(Stored items)

⟨

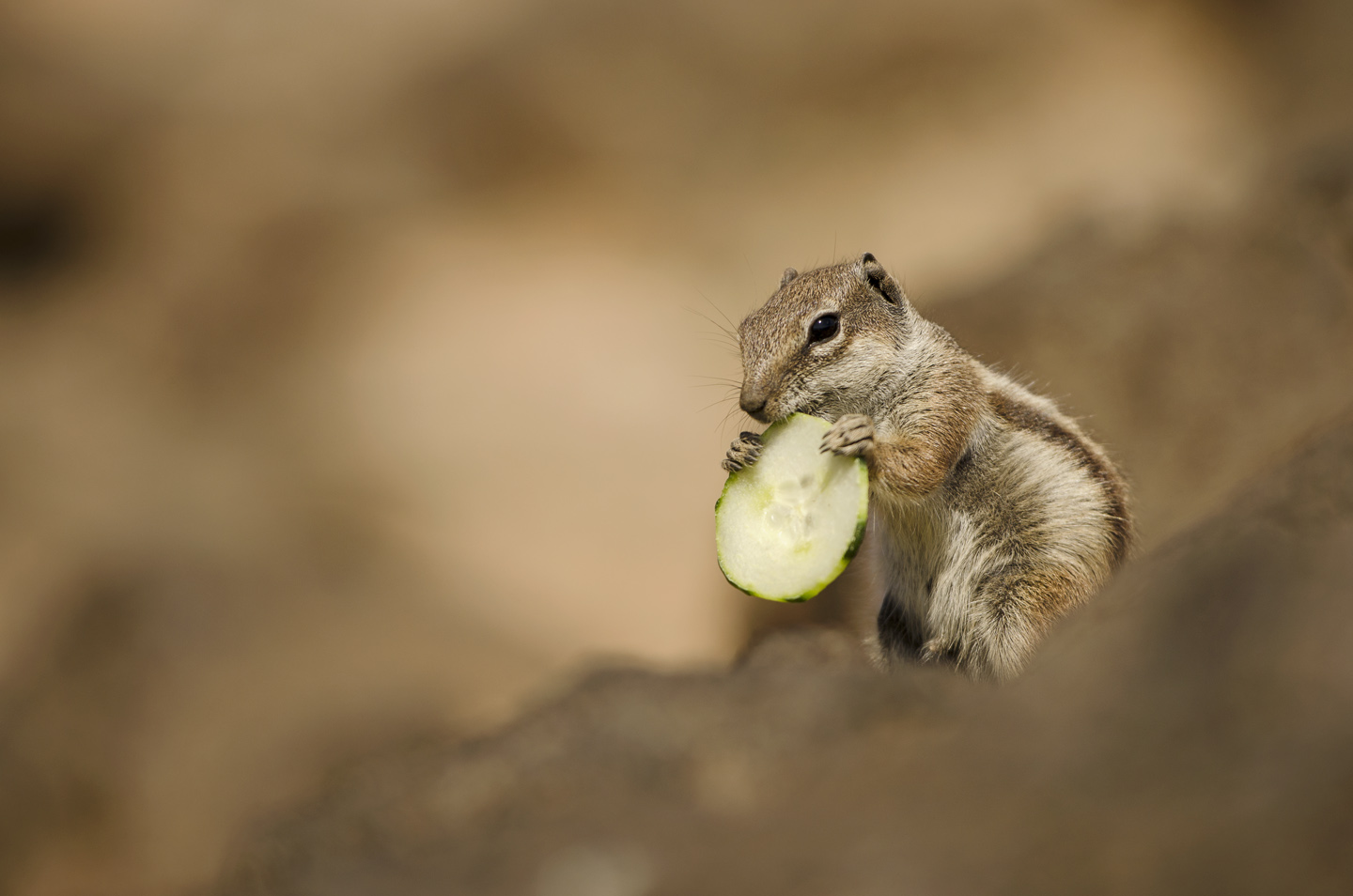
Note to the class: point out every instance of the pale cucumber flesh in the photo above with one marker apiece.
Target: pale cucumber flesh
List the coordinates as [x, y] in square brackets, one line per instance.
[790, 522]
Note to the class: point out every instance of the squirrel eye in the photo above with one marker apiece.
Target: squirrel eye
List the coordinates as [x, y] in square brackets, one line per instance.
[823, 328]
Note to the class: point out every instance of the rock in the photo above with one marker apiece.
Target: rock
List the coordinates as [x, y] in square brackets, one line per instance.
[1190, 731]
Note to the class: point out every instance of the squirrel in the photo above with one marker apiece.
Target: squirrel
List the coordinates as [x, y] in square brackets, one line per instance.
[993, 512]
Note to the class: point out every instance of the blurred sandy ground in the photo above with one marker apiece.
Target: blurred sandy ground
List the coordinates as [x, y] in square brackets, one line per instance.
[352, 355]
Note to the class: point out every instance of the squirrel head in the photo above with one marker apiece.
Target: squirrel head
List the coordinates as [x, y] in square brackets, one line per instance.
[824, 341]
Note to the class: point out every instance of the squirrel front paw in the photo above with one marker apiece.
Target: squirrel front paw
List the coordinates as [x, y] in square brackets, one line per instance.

⟩

### Your assignment
All of the data gets printed again exactly; the pictures do not.

### Response to this task
Note to the class: point out every instance of the pale cucumber flesh in the photo above with one marker apiece.
Target: pale cucumber flesh
List the coordinates as [x, y] in square brackets, one line per instance.
[790, 522]
Note to the class: point out every instance of the squirrel eye in the photo above with one marker apiece.
Target: squirrel eye
List the coordinates as [x, y] in square brackets, one line per instance.
[823, 328]
Note to the class: point out every instance of the rock in the photo above with one marker apiece.
Target: rock
List the coordinates as [x, y] in square brackets, one line per instance.
[1190, 731]
Note to the class: point out every instance of the squirrel in the photo above with one marker apiece.
Target: squirrel
List the coordinates as [x, y] in square brackets, one line per instance.
[993, 512]
Note to the class: point out every instance of the blurred sandy ground in the photo above with one marker apiece.
Target: blurred sandy ground
List the coordinates as [x, y] in square brackets, one line per instance.
[352, 355]
Note to the class: point out every instance of the squirrel head in the photo above with one marker apiece.
Target: squirrel head
List the coordinates as [x, y] in square brackets, one line per instance.
[824, 341]
Note to the class: point out every instance of the squirrel front paw in the photo above with one marker apiece.
Target: squirrel front paw
List the coordinates as [x, y] in square brackets, one line per instance.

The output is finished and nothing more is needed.